**INSTRUCTIONS TO FOLLOW**
Filter the entries, keeping every line with the word "image".

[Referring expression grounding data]
+++++
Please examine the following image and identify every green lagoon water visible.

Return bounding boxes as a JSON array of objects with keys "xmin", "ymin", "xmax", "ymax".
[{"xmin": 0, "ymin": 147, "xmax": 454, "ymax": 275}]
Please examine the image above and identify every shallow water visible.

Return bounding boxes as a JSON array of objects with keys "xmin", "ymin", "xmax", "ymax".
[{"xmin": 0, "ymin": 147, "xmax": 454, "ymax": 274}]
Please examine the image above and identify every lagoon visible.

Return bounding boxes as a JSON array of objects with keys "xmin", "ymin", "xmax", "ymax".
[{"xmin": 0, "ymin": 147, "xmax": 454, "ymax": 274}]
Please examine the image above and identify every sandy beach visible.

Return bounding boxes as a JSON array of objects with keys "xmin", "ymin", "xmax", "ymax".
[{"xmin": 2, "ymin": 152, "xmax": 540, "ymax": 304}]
+++++
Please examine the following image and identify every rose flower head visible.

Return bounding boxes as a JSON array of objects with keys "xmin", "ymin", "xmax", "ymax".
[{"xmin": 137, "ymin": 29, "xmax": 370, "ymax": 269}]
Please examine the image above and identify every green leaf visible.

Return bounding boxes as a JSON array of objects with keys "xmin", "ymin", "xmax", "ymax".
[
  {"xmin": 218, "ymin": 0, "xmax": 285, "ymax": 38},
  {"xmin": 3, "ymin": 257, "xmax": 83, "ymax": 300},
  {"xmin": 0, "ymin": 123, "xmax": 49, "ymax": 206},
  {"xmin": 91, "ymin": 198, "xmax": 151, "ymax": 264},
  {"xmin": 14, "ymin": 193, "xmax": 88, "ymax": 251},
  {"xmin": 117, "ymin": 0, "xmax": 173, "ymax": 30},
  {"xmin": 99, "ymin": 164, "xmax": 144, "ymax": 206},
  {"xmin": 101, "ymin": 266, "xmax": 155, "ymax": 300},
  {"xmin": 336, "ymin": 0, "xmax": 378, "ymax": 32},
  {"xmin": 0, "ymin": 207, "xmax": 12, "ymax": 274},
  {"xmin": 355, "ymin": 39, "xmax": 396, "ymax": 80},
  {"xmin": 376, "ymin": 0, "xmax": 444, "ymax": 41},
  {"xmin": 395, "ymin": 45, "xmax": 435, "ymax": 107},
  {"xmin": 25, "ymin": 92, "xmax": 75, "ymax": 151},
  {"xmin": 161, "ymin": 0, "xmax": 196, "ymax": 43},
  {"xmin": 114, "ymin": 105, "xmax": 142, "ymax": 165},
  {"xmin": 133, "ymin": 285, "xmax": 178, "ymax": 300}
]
+++++
**ANSWER SECTION**
Please examine the following image and identify every green lagoon water visible.
Please examine the image above and identify every shallow water visible.
Please examine the image above and identify every lagoon visible.
Please examine the image above and identify every sandy beach visible.
Please examine the following image and identify every rose flower head visible.
Please examine the image above and identify every green leaf visible.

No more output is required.